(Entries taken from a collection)
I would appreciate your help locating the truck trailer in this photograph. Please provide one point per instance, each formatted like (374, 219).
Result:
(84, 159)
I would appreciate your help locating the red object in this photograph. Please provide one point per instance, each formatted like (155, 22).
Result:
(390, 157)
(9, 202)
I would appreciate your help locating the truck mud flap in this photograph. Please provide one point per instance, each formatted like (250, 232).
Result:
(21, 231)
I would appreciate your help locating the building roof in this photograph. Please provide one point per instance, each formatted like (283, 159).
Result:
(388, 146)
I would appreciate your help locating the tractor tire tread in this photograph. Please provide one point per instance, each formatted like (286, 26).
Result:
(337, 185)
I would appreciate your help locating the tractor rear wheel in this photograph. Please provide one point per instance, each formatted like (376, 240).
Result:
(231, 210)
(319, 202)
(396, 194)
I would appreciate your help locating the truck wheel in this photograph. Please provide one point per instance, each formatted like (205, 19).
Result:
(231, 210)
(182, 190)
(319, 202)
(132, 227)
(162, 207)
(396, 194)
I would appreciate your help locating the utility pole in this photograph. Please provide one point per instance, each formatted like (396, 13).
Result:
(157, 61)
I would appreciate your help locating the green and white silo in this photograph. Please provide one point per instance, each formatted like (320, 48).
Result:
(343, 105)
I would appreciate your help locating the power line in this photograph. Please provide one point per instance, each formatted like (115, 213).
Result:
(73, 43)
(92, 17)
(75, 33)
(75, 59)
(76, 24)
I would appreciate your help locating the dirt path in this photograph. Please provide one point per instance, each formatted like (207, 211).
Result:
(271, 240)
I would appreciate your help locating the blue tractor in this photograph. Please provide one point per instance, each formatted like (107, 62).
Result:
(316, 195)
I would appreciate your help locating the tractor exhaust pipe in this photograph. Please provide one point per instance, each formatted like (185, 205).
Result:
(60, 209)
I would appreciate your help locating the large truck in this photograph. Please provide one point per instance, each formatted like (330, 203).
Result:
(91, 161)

→ Your assignment: All lines above with "truck" in them should be returned.

→ Completed exercise:
I would appreciate your help locating the truck trailer in this photograph. Please provide one point per instance, each formatted like (374, 219).
I would appreciate your help locating the truck mud flap in this photograph. Please provide one point per instance, each formatted like (250, 232).
I would appreciate your help locating the truck wheel in this photograph. Please provide one point per instance, each formatted like (205, 19).
I would appreciate your help locating the large truck in this photograph. Please provide one point per instance, each formatted like (330, 203).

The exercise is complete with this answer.